Análise de Fidel Castro sobre o Bogotaço
O
comandante Fidel Castro Ruz estava no dia 9 de abril de 1948 em Bogotá e foi
protagonista de primeira ordem no que se costuma chamar “O Bogotaço”.
Acontecimento lutuoso e fatídico que se desenvolve como consequência do vil
assassinato do doutor Jorge Eliécer Gaitán Ayala.
Vale
destacar que o comandante Castro para então não era guerrilheiro, não era
subversivo, não era anarquista, não era internacionalista, não era Comunista.
Era estudante que liderava um encontro latino-americano paralelamente ao evento
que daria como resultado a fundação da Organização dos Estados Americanos, OEA.
No
entanto, o governo nacional de Mariano Ospina Pérez não duvidou em afirmar que
o assassinato do líder liberal era obra do comunismo internacional e Fidel
Castro Ruz esteve a ponto de ser detido e acusado deste magnicídio que, tempos
depois se pôde estabelecer, foi obra da CIA em contubérnio com a burguesia
liberal-conservadora, em desenvolvimento do plano “Pantomima”.
Resulta
impressionante e histórico o papel jogado nesta lutuosa data pelo jovem
estudante cubano. No entanto, nesta nota queremos destacar as lições política
que o líder da revolução cubana sacou. Os ensinamentos através de uma análise
crítica, aguda e científica de um estudante que arrisca sua vida pela causa
nobre dos povos.
Uma
síntese dessa análise sucinta é contada pela jornalista cubana Katiuska Blanco
Castiñeira, quem o plasma magicamente no livro intitulado: “Guerrillero del
Tiempo, Fidel Castro Ruz” [Guerrilheiro
do Tempo, Fidel Castro Ruz]. Suas reflexões têm singular valor para
compreender o momento e projetar o futuro do povo colombiano e
latino-americano, certamente.

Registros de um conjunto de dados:
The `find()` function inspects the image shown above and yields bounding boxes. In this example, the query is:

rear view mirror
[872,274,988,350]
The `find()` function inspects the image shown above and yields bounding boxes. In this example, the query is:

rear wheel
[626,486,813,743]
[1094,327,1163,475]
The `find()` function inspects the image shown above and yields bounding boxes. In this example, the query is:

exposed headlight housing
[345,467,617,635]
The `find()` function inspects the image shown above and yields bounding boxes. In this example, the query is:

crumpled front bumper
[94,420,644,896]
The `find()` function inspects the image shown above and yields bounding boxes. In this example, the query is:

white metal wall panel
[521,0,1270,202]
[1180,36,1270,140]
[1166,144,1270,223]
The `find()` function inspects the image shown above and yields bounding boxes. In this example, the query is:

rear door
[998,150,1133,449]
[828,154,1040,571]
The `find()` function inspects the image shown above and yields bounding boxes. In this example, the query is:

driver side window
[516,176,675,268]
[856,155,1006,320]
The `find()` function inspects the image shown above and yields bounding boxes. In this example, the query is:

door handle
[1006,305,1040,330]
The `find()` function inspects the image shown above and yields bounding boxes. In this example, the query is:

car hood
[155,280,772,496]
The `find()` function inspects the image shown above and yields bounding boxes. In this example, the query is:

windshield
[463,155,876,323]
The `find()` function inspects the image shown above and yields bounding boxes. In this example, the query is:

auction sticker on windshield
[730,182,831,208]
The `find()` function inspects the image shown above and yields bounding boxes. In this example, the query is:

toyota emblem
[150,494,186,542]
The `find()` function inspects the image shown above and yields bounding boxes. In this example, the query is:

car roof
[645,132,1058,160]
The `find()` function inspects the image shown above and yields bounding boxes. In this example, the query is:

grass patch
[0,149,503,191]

_Desafio 1:_ Liste tudo o que, segundo o trecho sobre o Bogotaço, o comandante Castro não era naquela época.
_Desafio 2:_ Reproduza, sem omitir nenhuma linha, o intervalo dos registros que vai do início até a linha que contém "[94,420,644,896]", inclusive. Desloque em 146 cada número das coordenadas das caixas delimitadoras nas respostas.

_Resposta esperada 1:_ Guerrilheiro, subversivo, anarquista, internacionalista e Comunista.

_Resposta esperada 2:_
The `find()` function inspects the image shown above and yields bounding boxes. In this example, the query is:

rear view mirror
[1018,420,1134,496]
The `find()` function inspects the image shown above and yields bounding boxes. In this example, the query is:

rear wheel
[772,632,959,889]
[1240,473,1309,621]
The `find()` function inspects the image shown above and yields bounding boxes. In this example, the query is:

exposed headlight housing
[491,613,763,781]
The `find()` function inspects the image shown above and yields bounding boxes. In this example, the query is:

crumpled front bumper
[240,566,790,1042]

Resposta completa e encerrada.